** Source information follows **

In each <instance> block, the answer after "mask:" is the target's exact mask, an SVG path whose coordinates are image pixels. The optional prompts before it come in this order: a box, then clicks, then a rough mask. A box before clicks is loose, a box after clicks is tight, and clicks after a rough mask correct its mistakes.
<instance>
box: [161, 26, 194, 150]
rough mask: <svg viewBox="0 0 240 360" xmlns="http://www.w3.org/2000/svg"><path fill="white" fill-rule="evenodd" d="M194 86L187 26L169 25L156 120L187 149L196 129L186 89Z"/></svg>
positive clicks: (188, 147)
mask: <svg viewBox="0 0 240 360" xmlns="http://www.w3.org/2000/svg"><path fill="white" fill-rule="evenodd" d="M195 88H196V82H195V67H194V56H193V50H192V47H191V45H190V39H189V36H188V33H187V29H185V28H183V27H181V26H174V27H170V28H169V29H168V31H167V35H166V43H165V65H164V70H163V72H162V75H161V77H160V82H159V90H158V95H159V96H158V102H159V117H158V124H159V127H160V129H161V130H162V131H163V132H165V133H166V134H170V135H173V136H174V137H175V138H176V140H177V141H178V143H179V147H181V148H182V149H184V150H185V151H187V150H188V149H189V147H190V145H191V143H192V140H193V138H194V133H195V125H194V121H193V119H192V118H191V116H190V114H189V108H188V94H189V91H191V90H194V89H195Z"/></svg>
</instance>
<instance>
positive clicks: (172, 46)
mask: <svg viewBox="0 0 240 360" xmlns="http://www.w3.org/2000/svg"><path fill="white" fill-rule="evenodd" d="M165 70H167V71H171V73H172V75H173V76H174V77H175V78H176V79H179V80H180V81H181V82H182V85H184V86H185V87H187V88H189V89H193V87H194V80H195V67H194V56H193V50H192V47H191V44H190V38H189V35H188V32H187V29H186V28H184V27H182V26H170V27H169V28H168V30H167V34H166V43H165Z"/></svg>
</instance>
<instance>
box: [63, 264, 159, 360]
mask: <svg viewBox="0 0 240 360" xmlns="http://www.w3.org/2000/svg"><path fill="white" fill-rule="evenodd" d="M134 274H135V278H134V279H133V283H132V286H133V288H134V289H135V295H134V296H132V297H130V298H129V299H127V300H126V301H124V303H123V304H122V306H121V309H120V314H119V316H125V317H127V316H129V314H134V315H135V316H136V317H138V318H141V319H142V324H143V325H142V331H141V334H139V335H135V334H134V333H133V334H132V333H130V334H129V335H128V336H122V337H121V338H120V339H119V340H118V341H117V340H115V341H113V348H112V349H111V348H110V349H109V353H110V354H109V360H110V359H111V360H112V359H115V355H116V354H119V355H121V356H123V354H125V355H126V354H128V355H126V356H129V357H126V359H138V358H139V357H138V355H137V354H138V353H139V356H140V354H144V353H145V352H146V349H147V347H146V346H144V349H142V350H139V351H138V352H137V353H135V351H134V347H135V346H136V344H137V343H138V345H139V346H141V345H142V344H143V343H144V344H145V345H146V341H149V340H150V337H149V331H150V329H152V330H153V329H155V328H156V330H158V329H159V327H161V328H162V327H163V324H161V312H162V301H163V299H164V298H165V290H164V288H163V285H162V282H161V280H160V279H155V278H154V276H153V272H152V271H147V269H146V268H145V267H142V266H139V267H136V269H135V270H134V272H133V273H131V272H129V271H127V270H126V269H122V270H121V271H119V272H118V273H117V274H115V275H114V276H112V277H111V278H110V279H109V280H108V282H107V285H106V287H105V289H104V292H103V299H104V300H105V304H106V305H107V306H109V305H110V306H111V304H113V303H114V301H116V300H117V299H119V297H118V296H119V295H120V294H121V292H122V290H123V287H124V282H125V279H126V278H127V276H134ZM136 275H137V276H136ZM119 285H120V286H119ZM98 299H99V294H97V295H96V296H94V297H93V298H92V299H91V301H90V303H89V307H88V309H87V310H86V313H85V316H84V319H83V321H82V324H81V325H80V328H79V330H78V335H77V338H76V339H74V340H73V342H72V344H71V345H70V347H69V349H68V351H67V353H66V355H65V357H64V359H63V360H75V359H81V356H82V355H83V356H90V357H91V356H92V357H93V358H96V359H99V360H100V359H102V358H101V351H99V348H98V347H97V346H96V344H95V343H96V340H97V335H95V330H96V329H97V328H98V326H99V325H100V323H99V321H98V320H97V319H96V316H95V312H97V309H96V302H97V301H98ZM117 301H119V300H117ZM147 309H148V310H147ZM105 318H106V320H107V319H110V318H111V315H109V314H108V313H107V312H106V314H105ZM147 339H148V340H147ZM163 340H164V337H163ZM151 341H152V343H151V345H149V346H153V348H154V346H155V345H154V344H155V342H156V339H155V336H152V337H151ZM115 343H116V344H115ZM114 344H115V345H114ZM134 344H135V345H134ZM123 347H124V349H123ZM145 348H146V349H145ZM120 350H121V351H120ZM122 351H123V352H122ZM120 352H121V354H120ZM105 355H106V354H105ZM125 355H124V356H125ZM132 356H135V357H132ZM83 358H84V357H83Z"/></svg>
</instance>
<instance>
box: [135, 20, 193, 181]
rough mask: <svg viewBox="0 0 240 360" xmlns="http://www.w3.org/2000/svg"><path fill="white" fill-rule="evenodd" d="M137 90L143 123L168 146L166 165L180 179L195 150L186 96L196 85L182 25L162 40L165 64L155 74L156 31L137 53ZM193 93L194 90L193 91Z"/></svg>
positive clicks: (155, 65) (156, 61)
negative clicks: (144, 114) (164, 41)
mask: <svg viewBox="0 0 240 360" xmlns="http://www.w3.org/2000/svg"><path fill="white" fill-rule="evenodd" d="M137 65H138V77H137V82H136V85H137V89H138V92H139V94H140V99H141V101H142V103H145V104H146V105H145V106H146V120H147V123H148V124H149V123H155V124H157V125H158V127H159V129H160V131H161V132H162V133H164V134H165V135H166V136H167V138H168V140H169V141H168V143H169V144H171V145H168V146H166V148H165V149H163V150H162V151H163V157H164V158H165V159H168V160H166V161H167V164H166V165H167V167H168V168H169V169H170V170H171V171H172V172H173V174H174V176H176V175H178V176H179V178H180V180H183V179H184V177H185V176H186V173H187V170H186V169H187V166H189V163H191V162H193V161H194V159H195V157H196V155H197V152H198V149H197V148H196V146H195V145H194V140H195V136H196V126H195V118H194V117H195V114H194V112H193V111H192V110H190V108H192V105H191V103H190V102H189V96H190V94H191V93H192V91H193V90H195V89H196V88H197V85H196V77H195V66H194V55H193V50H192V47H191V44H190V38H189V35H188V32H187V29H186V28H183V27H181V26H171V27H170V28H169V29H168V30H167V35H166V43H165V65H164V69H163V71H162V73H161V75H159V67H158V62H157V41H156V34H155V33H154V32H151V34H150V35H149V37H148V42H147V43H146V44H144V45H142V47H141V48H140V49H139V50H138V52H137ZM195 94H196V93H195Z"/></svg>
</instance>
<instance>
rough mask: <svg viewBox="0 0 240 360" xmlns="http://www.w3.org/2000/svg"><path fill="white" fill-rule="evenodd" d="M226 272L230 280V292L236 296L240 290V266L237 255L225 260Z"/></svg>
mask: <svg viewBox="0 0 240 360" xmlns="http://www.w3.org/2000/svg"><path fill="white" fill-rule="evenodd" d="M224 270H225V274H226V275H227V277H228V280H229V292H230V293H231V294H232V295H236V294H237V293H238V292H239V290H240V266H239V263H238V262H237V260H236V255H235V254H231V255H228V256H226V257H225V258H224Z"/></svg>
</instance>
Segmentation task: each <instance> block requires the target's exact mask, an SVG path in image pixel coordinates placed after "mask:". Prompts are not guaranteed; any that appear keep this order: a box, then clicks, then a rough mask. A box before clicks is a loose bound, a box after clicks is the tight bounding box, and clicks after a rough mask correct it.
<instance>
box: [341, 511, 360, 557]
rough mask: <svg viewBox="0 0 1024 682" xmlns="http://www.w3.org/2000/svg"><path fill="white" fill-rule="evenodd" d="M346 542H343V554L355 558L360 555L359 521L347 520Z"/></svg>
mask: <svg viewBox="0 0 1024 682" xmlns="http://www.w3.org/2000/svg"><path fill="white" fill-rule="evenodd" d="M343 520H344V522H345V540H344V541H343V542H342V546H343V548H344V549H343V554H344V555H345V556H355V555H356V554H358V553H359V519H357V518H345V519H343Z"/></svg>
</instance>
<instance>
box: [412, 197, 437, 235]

** End of Source information **

§ **The problem**:
Render the items above as a numbered list, from their first line up to and including the line containing "positive clicks: (188, 147)", and leave out any blank lines.

§ **Answer space**:
1. In each <instance> block, the answer after "mask:" is the target's exact mask, an SVG path whose coordinates are image pixels. The optional prompts before it come in this order: a box, then clicks, then a rough mask. A box before clicks is loose, a box after clicks is tight, and clicks after a rough mask correct its mistakes.
2. <instance>
3. box: [161, 26, 194, 150]
4. rough mask: <svg viewBox="0 0 240 360" xmlns="http://www.w3.org/2000/svg"><path fill="white" fill-rule="evenodd" d="M194 86L187 26L169 25L156 120L187 149L196 129L186 89Z"/></svg>
5. positive clicks: (188, 147)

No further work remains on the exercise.